▶ **Yapılacaklar**
(A) Haz filmi yazısının ilk cümlesinde geçen özel adları geçtikleri sırayla listele.
(B) Haz filmi yazısını kaldığı yerden sürdür.

▶ **Gösterilen Metin**
▬▬▬▬▬▬▬▬▬▬

Şu An Okunan
Haz: Arzunun Kamera Arkası

Haz: Arzunun Kamera Arkası

Ninja Thyberg’in bizi ABD’deki porno sektörünün kulislerinde dolaşmaya davet ettiği ilk uzun metrajı Haz, MUBI Türkiye’de gösterimde. Pop estetiğinin hâkim olduğu parlak renkli görüntüleriyle dikkat çeken film, güç ve yükselme hırsına 18+ merceğinden bakan özgün bir yaklaşım sunsa da, didaktik bir sinema dilinin tek boyutluluğundan kurtulamıyor.

▬▬▬▬▬▬▬▬▬▬

▶ **Satırlar**
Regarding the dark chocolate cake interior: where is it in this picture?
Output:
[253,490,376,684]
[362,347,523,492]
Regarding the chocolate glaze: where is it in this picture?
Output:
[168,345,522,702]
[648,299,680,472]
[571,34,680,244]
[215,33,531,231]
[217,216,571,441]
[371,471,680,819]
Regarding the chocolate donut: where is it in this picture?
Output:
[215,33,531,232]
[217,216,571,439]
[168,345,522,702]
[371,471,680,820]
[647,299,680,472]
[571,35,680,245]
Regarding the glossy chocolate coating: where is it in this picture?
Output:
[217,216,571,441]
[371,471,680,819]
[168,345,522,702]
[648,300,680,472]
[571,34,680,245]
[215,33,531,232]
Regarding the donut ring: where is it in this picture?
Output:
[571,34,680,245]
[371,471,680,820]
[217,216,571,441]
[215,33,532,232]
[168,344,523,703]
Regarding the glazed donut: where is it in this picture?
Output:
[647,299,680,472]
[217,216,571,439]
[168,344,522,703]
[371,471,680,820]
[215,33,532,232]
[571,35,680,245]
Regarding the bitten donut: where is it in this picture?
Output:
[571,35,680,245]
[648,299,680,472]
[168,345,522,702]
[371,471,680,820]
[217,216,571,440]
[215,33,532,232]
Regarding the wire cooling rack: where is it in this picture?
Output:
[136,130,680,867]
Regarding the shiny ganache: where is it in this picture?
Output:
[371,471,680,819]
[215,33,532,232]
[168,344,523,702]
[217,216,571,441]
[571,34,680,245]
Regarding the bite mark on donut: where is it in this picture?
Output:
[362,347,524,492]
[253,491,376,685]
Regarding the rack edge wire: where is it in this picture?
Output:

▬▬▬▬▬▬▬▬▬▬

▶ **Çözülen Sorular**
(A) Ninja Thyberg, ABD, Haz, MUBI Türkiye

(B)
Taşradan İstanbul’a ‘artiz’ olmaya gelmiş ama çeşitli talihsizlikler sonrası ‘kötü yol’a düşmüş genç kızlara sorulan ‘Senin gibi zeki ve güzel bir kız buralara nasıl düştü?’ sorusunu Yeşilçam’ın olmazsa olmaz klişelerinden biri olarak biliriz genelde. İsveçli yönetmen Ninja Thyberg’in porno sektörünü ve bu sektörün çarklarını döndüren güç ilişkilerini ele aldığı filmi Haz’da (Pleasure, 2021) da böyle bir soru çalınıyor kulağımıza. Çiçeği burnunda porno aktrisi Bella Cherry ise önce yaşlı gözlerle “Küçükken babam bana tecavüz etti” diye cevap verip sonrasında şaka yaptığını belirterek kahkahalarla ekliyor: “Hayır, sadece canım sevişmek istiyordu!” Filmin başlarında yer alan bu sahne, Thyberg’in ilk uzun metrajına hakim duyguların kusursuz bir sentezi niteliğinde. Çünkü Haz, bir kader kurbanının değil, kaderinin iplerini kendi elinde tutmak için her şeyden vazgeçmeye hazır bir kadının hikâyesini anlatıyor.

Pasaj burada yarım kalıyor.